Scope of examination of services in terms of the 2017 Notification - whether the provision of any services is exempted (chargeable at Nil rate) from payment of GST? - National Eligibility-cum-Entrance Test (NEET) for admission to any medical institution in India - Degrees of Diploma of National Board (DNB) and Fellow of National Board (FNB) after conducting the examination - Conducts Screening Tests - Accreditation of Medical Institutions.
NEET EXAMINATION - HELD THAT:- The question whether the petitioner is an educational institution for the purposes of Clause (aa) of Serial No. 66 of 2017 Notification was expressly clarified by introduction of Clause (iv) in Paragraph 3 of the 2017 Notification. The said explanation clarified that the Central and the State Educational Boards would be treated as educational institutions for the limited purposes of providing services by way of conduct of examination to the students. The opening words of Paragraph 3(iv) of the 2017 Notification are “for removal of doubts”. The said Explanation is clearly clarificatory.
The question whether educational boards are to be exempted from services provided in conduct of examination was considered by the GST Council at its 28th Meeting held on 21.07.2018. The Fitment Committee had noted that the definition of educational institutions as contained in Paragraph 2(y) of the 2017 Notification did not cover State Educational Boards, Central Government Boards and autonomous organizations responsible for administration of education in India - Most of the State Boards and Central Boards were either boards set up by the Act of Parliament or State Legislatures or registered under the Societies Registration Act, 1860. Therefore, all examination boards except a few were Government entities. Any grant received by educational boards for providing services to government or any other person was also exempt.

§ Supplied records:
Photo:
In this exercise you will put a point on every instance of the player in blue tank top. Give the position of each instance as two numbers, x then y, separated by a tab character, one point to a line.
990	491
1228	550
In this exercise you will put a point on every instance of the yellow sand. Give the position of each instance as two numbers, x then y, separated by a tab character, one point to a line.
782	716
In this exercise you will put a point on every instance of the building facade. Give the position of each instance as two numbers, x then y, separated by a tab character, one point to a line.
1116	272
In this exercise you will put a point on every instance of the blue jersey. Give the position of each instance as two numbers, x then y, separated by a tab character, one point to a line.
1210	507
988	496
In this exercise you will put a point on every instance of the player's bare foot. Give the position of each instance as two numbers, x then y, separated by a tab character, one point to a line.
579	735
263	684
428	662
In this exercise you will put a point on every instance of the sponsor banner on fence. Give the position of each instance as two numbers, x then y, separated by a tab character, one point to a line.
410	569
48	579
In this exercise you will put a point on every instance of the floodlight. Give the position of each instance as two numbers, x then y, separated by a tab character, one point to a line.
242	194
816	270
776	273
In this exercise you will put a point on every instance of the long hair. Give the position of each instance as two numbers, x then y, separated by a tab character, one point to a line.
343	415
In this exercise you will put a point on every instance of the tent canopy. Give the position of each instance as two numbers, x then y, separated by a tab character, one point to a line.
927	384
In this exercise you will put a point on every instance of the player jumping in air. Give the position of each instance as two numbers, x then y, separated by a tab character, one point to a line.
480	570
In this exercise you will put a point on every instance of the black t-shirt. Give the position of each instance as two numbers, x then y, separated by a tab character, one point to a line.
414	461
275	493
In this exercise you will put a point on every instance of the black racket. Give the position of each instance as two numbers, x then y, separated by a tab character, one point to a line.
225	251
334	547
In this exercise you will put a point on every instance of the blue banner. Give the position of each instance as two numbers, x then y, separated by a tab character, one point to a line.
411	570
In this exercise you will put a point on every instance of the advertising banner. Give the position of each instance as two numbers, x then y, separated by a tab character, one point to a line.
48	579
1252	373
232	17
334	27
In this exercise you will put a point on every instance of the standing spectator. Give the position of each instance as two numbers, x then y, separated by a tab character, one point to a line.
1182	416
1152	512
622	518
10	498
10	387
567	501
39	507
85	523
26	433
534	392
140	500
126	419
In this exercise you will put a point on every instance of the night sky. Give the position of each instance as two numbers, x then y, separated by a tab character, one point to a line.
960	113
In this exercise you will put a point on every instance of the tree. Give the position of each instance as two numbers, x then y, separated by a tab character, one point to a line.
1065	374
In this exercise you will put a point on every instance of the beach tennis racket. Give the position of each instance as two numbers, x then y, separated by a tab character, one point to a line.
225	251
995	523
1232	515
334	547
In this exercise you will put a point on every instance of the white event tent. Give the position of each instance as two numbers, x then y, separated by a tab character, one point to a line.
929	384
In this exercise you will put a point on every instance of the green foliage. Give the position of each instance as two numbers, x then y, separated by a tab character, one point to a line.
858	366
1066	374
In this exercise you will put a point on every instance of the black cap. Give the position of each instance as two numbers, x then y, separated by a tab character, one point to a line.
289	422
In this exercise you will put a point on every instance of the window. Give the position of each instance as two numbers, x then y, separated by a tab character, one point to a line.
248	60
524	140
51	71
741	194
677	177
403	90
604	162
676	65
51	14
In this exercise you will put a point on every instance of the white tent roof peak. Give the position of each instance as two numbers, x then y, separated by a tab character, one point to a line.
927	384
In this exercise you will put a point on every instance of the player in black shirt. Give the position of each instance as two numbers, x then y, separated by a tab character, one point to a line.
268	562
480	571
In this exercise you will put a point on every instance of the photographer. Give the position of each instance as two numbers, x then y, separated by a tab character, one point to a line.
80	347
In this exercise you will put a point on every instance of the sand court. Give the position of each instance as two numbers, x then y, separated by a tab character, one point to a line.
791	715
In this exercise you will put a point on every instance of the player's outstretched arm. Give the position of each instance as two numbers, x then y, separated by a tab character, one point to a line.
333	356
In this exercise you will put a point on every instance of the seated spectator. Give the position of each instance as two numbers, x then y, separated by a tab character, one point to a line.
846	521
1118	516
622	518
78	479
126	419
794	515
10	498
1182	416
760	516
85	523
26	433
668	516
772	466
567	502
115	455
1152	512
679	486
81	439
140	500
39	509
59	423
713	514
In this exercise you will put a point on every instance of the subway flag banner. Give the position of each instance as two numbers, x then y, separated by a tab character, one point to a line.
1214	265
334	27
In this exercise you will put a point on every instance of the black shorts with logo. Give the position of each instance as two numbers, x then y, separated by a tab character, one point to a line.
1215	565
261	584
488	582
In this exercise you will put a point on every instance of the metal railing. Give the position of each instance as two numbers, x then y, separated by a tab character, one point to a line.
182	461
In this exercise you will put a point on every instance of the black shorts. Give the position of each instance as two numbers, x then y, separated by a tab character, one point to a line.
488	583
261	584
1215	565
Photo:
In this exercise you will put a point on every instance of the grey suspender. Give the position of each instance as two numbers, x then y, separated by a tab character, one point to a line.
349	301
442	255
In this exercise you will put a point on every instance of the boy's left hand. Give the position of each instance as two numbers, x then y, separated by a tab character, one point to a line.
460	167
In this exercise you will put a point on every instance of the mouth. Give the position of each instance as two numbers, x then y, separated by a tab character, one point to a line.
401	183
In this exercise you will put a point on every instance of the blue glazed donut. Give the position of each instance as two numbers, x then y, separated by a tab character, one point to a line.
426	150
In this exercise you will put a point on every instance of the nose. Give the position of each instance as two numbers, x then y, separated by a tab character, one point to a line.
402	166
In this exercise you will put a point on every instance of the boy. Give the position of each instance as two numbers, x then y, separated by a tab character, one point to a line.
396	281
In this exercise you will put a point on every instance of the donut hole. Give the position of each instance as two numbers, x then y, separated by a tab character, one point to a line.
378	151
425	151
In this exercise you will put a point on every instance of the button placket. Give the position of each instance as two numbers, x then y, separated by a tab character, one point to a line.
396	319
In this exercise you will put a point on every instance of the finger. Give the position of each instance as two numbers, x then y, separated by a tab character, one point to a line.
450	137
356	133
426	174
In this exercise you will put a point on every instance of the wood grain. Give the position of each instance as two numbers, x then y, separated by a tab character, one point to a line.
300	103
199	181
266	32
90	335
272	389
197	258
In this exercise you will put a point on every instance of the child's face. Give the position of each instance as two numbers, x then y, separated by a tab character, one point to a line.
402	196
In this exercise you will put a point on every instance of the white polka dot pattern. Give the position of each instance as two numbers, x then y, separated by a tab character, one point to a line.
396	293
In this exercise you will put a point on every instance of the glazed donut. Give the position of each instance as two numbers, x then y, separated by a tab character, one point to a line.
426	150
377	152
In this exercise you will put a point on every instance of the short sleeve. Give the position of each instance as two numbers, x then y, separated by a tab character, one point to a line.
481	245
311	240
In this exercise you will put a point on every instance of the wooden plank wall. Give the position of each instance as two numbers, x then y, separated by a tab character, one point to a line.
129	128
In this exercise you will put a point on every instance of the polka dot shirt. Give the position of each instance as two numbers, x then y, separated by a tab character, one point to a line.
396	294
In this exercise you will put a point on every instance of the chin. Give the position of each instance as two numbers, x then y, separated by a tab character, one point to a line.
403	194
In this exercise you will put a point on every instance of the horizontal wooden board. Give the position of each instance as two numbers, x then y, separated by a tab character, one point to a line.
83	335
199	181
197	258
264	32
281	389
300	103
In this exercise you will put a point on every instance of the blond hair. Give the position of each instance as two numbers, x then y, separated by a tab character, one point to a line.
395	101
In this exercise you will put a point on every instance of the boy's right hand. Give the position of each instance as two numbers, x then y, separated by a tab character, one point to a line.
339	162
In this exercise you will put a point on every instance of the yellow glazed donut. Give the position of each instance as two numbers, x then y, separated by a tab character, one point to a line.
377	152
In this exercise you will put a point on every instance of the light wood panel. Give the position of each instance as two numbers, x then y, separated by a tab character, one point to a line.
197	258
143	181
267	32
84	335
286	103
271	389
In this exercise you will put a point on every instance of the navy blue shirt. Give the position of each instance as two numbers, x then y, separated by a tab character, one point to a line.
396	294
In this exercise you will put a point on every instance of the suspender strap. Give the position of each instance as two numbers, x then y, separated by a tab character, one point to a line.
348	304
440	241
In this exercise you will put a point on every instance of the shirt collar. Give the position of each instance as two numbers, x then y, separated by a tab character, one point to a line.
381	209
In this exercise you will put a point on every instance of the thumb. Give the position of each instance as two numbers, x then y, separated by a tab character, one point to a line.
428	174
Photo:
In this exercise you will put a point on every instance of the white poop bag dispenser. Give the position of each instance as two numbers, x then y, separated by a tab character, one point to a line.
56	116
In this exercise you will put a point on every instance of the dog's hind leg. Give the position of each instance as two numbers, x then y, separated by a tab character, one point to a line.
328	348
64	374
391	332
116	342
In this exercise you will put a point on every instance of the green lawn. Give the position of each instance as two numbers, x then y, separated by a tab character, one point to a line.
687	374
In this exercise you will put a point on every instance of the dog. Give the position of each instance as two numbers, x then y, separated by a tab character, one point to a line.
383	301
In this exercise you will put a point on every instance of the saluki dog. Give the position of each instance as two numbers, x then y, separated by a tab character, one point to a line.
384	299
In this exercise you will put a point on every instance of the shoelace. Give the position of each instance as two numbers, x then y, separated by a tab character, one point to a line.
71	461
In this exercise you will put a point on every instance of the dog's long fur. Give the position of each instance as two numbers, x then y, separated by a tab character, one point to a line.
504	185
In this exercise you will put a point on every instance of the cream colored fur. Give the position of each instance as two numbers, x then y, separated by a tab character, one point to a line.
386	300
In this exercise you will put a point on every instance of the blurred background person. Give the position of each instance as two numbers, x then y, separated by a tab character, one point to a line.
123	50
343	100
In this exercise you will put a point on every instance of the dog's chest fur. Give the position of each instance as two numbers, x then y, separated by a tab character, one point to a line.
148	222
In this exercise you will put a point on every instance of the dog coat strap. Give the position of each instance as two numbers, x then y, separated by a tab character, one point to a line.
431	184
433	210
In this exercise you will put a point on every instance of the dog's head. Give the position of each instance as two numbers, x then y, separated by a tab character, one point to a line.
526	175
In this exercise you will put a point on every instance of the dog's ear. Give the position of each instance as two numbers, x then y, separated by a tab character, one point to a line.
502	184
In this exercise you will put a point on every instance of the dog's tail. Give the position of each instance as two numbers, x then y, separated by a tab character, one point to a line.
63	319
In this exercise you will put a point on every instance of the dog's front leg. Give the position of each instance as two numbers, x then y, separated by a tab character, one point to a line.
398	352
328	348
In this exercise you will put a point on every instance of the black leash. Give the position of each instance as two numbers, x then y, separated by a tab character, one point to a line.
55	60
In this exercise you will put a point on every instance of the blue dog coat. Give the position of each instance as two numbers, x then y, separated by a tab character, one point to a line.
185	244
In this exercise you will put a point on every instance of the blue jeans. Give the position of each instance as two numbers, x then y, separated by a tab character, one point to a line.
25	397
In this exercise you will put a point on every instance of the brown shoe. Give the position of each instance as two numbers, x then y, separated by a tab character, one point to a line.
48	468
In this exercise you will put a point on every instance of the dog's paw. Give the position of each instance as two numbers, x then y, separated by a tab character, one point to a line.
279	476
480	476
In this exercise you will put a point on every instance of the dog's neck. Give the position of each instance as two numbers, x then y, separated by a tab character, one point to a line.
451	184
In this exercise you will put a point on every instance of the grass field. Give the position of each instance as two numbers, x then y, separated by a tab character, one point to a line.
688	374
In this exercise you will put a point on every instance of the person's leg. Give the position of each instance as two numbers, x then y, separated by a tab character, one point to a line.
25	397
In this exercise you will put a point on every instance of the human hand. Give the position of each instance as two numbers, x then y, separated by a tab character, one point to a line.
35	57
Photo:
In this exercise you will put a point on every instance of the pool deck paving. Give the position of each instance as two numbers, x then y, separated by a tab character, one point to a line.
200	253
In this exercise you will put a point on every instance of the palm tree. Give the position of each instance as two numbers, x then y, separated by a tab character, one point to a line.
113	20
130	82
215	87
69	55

§ Your objective: Return the passage of the GST exemption ruling exactly, everything from "NEET EXAMINATION - HELD" down to "is clearly clarificatory.". The records were taken from a different source than the GST ruling text.

§ Task result:
NEET EXAMINATION - HELD THAT:- The question whether the petitioner is an educational institution for the purposes of Clause (aa) of Serial No. 66 of 2017 Notification was expressly clarified by introduction of Clause (iv) in Paragraph 3 of the 2017 Notification. The said explanation clarified that the Central and the State Educational Boards would be treated as educational institutions for the limited purposes of providing services by way of conduct of examination to the students. The opening words of Paragraph 3(iv) of the 2017 Notification are “for removal of doubts”. The said Explanation is clearly clarificatory.